Exercise:
Can you return all of the material below line for line, unchanged, but without the pictures?
━━ Material supplied ━━
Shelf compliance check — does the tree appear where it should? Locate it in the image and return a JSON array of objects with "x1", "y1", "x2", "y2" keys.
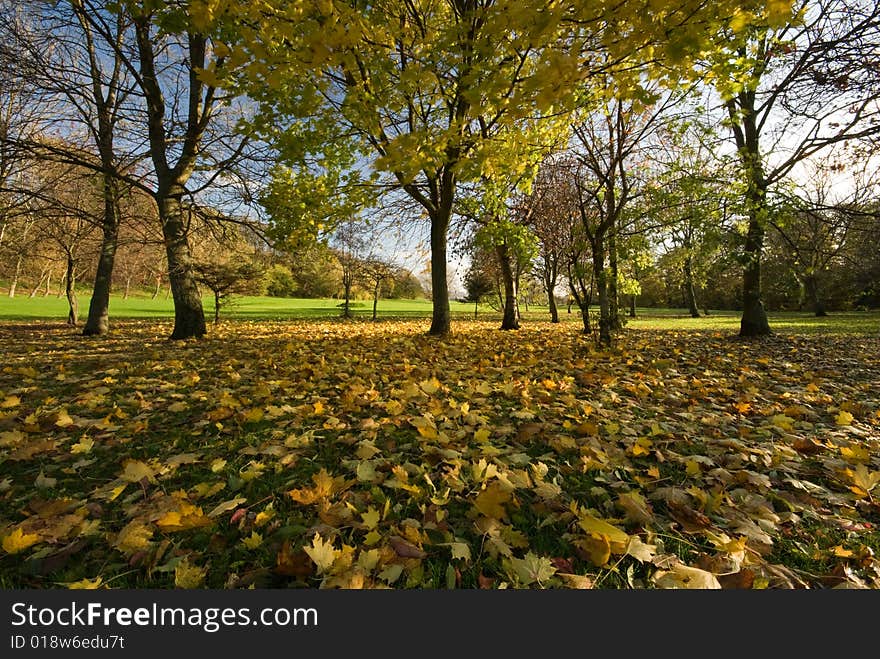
[
  {"x1": 330, "y1": 219, "x2": 368, "y2": 318},
  {"x1": 193, "y1": 261, "x2": 263, "y2": 325},
  {"x1": 361, "y1": 257, "x2": 399, "y2": 320},
  {"x1": 464, "y1": 260, "x2": 497, "y2": 320},
  {"x1": 211, "y1": 0, "x2": 761, "y2": 335},
  {"x1": 707, "y1": 0, "x2": 880, "y2": 336}
]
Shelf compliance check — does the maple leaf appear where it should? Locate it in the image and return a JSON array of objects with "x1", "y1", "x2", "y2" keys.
━━━
Task solution:
Shelf compliance check — does the tree appear where it should? Locate it in the image and return a JSON array of objects with "x1", "y1", "x2", "y2" keys.
[
  {"x1": 330, "y1": 219, "x2": 368, "y2": 318},
  {"x1": 193, "y1": 261, "x2": 263, "y2": 325},
  {"x1": 361, "y1": 257, "x2": 399, "y2": 320},
  {"x1": 464, "y1": 260, "x2": 497, "y2": 320},
  {"x1": 211, "y1": 0, "x2": 761, "y2": 335},
  {"x1": 707, "y1": 0, "x2": 880, "y2": 336}
]
Shelf compliance check — does the maple leaf appear where it should? Locate it in the image and return a JSON array of objects with "x1", "y1", "x2", "y2" keys.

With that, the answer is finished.